> THE PROBLEM:
Pick out every line of the listing below that contains the string "patrol", and copy each one. Case counts.

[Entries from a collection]
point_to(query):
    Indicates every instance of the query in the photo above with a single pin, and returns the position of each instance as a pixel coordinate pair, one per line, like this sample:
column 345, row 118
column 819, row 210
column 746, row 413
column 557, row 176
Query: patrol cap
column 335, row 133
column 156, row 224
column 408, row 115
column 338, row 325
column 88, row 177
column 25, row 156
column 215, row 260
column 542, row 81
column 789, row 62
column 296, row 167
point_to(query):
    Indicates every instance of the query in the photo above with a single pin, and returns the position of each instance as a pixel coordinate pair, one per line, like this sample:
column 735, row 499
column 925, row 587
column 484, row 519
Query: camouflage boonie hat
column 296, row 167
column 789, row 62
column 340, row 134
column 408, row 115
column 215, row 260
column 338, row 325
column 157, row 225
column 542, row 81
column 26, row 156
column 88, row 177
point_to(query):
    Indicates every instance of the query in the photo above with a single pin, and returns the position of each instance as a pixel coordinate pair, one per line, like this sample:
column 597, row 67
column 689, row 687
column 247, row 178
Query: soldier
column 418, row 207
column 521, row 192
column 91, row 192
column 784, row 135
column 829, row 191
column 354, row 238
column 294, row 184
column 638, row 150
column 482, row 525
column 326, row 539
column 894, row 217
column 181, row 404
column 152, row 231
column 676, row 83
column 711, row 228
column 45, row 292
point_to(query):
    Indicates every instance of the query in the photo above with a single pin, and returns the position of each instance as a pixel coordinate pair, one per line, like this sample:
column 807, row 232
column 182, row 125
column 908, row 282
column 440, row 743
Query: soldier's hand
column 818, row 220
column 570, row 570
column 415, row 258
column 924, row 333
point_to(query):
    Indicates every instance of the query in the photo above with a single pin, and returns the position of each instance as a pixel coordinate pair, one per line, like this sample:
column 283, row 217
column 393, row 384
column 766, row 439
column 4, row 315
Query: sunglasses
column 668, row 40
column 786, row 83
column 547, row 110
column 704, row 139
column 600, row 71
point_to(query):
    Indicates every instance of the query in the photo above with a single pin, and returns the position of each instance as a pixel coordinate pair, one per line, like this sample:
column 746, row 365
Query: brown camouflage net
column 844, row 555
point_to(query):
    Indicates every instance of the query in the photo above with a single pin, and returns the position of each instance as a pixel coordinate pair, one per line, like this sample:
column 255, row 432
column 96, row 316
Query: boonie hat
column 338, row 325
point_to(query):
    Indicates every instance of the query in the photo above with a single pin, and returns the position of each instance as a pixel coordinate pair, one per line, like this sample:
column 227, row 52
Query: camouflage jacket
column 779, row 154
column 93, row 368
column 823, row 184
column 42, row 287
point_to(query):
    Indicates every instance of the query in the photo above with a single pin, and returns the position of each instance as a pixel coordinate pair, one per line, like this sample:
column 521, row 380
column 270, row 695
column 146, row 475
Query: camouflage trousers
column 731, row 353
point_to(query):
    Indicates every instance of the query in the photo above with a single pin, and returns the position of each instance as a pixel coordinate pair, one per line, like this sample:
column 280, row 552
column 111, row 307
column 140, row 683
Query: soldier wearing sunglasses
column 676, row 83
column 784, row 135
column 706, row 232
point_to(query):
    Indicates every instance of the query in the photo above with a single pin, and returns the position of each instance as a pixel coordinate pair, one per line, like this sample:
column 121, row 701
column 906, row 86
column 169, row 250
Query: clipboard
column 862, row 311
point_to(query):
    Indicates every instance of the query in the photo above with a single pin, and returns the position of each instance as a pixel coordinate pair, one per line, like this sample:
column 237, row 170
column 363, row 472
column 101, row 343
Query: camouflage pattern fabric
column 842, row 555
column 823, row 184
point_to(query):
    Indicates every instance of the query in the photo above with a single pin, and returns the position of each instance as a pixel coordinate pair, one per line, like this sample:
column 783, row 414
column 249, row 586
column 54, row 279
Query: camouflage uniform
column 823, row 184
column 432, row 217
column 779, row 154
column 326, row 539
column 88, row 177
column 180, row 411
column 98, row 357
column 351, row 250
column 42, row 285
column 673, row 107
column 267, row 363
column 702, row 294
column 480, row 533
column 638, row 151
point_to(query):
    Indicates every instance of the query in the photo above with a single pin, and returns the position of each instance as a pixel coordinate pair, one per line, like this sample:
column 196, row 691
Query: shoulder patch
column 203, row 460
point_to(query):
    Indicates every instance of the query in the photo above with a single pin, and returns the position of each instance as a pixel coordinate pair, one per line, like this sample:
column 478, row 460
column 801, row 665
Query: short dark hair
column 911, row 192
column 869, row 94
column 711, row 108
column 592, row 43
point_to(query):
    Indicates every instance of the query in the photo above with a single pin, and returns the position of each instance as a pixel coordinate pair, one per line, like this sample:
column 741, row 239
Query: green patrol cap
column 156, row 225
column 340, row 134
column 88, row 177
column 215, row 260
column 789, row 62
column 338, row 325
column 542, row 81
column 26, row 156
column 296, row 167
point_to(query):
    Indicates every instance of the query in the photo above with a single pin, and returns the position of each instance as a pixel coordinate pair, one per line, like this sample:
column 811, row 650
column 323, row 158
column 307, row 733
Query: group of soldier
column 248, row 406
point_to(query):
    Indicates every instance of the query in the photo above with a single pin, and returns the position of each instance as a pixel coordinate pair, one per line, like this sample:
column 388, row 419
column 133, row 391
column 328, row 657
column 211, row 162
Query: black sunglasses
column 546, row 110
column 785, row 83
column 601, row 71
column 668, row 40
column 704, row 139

> EXPECTED ANSWER:
Query: patrol cap
Query: green patrol cap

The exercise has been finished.